- _Action item_
In your answer, repeat each line of the data exactly.

Referring expression data
Start of Block

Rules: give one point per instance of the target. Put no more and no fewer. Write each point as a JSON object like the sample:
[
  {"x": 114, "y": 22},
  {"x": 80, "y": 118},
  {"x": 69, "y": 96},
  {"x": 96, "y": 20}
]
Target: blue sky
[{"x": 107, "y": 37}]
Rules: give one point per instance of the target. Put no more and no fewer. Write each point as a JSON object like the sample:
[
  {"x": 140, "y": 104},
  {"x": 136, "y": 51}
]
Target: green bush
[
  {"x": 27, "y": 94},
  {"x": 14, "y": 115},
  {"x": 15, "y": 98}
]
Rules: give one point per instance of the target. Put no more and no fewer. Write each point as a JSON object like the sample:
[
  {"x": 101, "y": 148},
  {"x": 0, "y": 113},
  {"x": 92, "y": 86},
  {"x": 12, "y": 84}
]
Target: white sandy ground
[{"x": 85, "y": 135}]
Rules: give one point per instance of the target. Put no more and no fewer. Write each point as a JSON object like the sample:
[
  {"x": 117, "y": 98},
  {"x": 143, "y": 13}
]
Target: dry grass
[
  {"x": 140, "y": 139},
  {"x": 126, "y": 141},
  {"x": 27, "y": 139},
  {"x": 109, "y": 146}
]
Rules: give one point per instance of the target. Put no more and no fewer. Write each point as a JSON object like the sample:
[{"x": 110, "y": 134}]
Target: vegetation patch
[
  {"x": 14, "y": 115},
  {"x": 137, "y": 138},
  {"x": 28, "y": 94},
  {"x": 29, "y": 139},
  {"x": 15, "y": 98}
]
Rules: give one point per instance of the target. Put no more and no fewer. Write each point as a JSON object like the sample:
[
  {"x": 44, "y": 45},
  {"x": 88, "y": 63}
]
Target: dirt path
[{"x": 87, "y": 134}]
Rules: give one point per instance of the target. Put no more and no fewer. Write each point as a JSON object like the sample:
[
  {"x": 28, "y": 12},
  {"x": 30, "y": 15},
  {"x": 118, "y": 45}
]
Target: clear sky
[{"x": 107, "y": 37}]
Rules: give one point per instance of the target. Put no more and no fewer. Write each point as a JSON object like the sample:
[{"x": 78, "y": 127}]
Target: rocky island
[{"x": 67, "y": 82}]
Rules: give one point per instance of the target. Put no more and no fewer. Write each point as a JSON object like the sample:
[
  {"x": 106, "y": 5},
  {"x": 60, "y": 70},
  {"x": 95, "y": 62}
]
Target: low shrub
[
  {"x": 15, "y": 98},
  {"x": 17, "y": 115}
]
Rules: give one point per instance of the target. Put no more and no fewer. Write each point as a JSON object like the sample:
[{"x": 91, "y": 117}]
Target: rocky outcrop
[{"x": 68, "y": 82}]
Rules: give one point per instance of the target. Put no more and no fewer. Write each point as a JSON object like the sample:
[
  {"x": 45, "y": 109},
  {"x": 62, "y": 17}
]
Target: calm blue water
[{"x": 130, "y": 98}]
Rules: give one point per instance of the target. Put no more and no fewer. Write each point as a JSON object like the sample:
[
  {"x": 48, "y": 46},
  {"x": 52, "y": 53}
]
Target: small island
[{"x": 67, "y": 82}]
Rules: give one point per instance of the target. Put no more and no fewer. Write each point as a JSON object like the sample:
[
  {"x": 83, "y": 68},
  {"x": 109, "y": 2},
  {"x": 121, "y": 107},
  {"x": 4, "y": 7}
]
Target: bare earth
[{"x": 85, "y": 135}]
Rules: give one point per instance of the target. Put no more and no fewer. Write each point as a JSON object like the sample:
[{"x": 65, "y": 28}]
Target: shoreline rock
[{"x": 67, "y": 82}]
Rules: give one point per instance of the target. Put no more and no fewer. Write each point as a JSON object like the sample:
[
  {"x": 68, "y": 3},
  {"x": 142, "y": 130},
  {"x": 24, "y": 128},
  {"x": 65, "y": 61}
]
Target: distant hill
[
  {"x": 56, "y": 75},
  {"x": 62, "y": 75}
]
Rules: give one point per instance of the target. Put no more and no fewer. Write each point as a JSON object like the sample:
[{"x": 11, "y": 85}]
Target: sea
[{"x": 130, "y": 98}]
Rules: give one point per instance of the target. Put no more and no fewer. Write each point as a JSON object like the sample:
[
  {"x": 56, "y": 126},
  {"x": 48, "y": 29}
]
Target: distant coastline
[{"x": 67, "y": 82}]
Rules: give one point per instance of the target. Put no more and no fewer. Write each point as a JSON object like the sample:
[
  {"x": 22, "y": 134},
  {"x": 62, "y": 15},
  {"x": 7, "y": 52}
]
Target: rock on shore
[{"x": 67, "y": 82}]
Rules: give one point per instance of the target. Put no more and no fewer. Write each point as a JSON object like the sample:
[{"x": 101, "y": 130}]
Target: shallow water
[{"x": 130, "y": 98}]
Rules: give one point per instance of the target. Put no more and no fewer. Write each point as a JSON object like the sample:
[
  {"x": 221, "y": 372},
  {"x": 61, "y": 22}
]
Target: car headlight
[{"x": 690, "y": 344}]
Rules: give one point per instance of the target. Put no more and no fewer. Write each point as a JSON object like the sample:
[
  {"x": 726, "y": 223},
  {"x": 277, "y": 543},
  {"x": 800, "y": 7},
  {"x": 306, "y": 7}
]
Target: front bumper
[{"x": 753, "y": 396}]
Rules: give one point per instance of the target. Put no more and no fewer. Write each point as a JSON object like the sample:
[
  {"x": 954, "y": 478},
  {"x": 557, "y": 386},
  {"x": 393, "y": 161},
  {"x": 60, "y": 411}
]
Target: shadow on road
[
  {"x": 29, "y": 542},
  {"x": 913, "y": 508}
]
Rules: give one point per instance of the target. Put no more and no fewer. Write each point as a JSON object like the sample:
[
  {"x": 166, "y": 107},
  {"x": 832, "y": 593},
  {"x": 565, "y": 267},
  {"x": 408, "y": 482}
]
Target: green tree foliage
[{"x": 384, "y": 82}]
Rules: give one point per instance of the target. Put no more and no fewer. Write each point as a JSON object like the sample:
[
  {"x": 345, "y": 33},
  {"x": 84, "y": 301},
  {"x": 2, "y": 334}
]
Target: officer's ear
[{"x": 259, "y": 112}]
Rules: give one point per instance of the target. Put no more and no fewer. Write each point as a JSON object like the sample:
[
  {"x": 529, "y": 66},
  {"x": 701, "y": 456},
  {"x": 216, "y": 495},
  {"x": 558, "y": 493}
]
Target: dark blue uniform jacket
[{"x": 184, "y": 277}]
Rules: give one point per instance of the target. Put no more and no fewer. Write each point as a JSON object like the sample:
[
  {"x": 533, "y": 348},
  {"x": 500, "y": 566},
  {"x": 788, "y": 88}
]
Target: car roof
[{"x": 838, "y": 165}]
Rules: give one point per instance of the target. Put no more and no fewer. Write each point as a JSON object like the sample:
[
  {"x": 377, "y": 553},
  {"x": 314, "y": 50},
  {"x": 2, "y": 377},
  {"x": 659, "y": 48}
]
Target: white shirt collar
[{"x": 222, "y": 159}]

End of Block

- _Reply_
Rules: give one point per instance of the target. Put no more and no fewer. Write each point as a JSON object like the sample:
[
  {"x": 114, "y": 22},
  {"x": 80, "y": 118},
  {"x": 69, "y": 96},
  {"x": 96, "y": 20}
]
Target: blue sky
[{"x": 107, "y": 37}]
Rules: give one point per instance of the target. Put no more and no fewer. Write each point as a JSON object like the sample:
[
  {"x": 140, "y": 104},
  {"x": 136, "y": 51}
]
Target: green bush
[
  {"x": 27, "y": 94},
  {"x": 14, "y": 115},
  {"x": 15, "y": 98}
]
Rules: give one point per instance of the target. Put no more and no fewer. Write each point as a JSON object like the sample:
[
  {"x": 101, "y": 148},
  {"x": 0, "y": 113},
  {"x": 92, "y": 86},
  {"x": 12, "y": 84}
]
Target: white sandy ground
[{"x": 85, "y": 135}]
Rules: give one point per instance of the target. Put no more and no fewer. Write each point as a JSON object like the sample:
[
  {"x": 117, "y": 98},
  {"x": 143, "y": 13}
]
Target: dry grass
[
  {"x": 140, "y": 139},
  {"x": 126, "y": 141},
  {"x": 27, "y": 139},
  {"x": 109, "y": 146}
]
Rules: give one point per instance of the target. Put no more and no fewer. Write each point as a JSON object like the sample:
[{"x": 110, "y": 134}]
Target: vegetation patch
[
  {"x": 14, "y": 115},
  {"x": 137, "y": 138},
  {"x": 28, "y": 94},
  {"x": 29, "y": 139},
  {"x": 15, "y": 98}
]
Rules: give one point per instance of the target. Put no more and no fewer. Write each point as a JSON object like the sample:
[
  {"x": 44, "y": 45},
  {"x": 88, "y": 63}
]
Target: dirt path
[{"x": 87, "y": 134}]
Rules: give one point per instance of the target. Put no more and no fewer. Write each point as a JSON object like the sample:
[
  {"x": 28, "y": 12},
  {"x": 30, "y": 15},
  {"x": 118, "y": 45}
]
Target: clear sky
[{"x": 107, "y": 37}]
Rules: give one point per instance of the target. Put no more and no fewer. Write each point as a JSON object like the sample:
[{"x": 78, "y": 127}]
Target: rocky island
[{"x": 67, "y": 82}]
Rules: give one point per instance of the target. Put no more and no fewer. Write each point as a JSON object like the sample:
[
  {"x": 106, "y": 5},
  {"x": 60, "y": 70},
  {"x": 95, "y": 62}
]
Target: low shrub
[
  {"x": 15, "y": 98},
  {"x": 17, "y": 115}
]
Rules: give one point per instance of the target. Put no more and no fewer. Write each point as a JSON object like the sample:
[{"x": 91, "y": 117}]
Target: rocky outcrop
[{"x": 68, "y": 82}]
Rules: give one point per instance of the target. Put no more and no fewer. Write each point as a JSON object like the sample:
[
  {"x": 45, "y": 109},
  {"x": 62, "y": 17}
]
Target: calm blue water
[{"x": 130, "y": 98}]
Rules: give one point per instance of the target. Put no more and no fewer. Write each point as a JSON object like the sample:
[
  {"x": 48, "y": 46},
  {"x": 52, "y": 53}
]
Target: small island
[{"x": 67, "y": 82}]
Rules: give one point per instance of the target. Put no more and no fewer. Write each point as a JSON object like the sample:
[
  {"x": 83, "y": 68},
  {"x": 109, "y": 2},
  {"x": 121, "y": 107},
  {"x": 4, "y": 7}
]
Target: bare earth
[{"x": 85, "y": 135}]
Rules: give one point per instance of the target. Put no more and no fewer. Write each point as a JSON object like the sample:
[{"x": 65, "y": 28}]
Target: shoreline rock
[{"x": 67, "y": 82}]
Rules: give one point per instance of the target. Put no more and no fewer. Write each point as a JSON object like the sample:
[
  {"x": 68, "y": 3},
  {"x": 142, "y": 130},
  {"x": 24, "y": 128},
  {"x": 65, "y": 61}
]
Target: distant hill
[
  {"x": 56, "y": 75},
  {"x": 62, "y": 75}
]
Rules: give one point per instance of the target. Put no more and no fewer. Write each point as a JSON object like the sample:
[{"x": 11, "y": 85}]
Target: sea
[{"x": 130, "y": 98}]
Rules: give one point per instance of the target. Put no more and no fewer. Write each point as a JSON object like the sample:
[
  {"x": 56, "y": 126},
  {"x": 48, "y": 29}
]
Target: distant coastline
[{"x": 67, "y": 82}]
Rules: give one point per instance of the target. Put no more and no fewer. Write each point as a JSON object like the sample:
[
  {"x": 22, "y": 134},
  {"x": 62, "y": 15},
  {"x": 7, "y": 52}
]
Target: rock on shore
[{"x": 67, "y": 82}]
Rules: give one point per instance of the target. Put no more and no fewer. Write each point as a JSON object like the sample:
[{"x": 101, "y": 130}]
Target: shallow water
[{"x": 130, "y": 98}]
Rules: give one point per instance of the target. Put no more and no fewer. Write each point as a JSON object like the sample:
[
  {"x": 221, "y": 372},
  {"x": 61, "y": 22}
]
Target: car headlight
[{"x": 690, "y": 344}]
Rules: give one point per instance of the target. Put no more and no fewer. Write each point as a JSON object like the sample:
[
  {"x": 726, "y": 223},
  {"x": 277, "y": 543},
  {"x": 800, "y": 7},
  {"x": 306, "y": 7}
]
Target: front bumper
[{"x": 753, "y": 396}]
Rules: give one point per instance of the target. Put no more and no fewer. Write each point as a JSON object like the sample:
[
  {"x": 954, "y": 478},
  {"x": 557, "y": 386},
  {"x": 393, "y": 161},
  {"x": 60, "y": 411}
]
Target: shadow on road
[
  {"x": 29, "y": 542},
  {"x": 913, "y": 508}
]
Rules: give one point per instance of the target. Put no more and no fewer. Write each point as a JSON object like the sample:
[
  {"x": 166, "y": 107},
  {"x": 832, "y": 593},
  {"x": 565, "y": 267},
  {"x": 408, "y": 482}
]
Target: green tree foliage
[{"x": 384, "y": 82}]
Rules: give one point per instance of the target. Put no more and no fewer. Write each point as a JSON object like the sample:
[
  {"x": 345, "y": 33},
  {"x": 84, "y": 301},
  {"x": 2, "y": 334}
]
Target: officer's ear
[{"x": 259, "y": 112}]
Rules: give one point per instance of the target. Put no more and no fewer. Write each point as a JSON object like the sample:
[
  {"x": 529, "y": 66},
  {"x": 701, "y": 456},
  {"x": 216, "y": 495},
  {"x": 558, "y": 493}
]
Target: dark blue uniform jacket
[{"x": 184, "y": 277}]
Rules: give one point per instance of the target. Put no more and no fewer. Write each point as a JSON object like the sample:
[
  {"x": 533, "y": 348},
  {"x": 500, "y": 566},
  {"x": 788, "y": 88}
]
Target: car roof
[{"x": 838, "y": 165}]
Rules: give one point per instance of the target. Put no more and no fewer. Write each point as a JSON object like the sample:
[
  {"x": 377, "y": 553},
  {"x": 314, "y": 50},
  {"x": 2, "y": 377},
  {"x": 659, "y": 48}
]
Target: white shirt collar
[{"x": 222, "y": 159}]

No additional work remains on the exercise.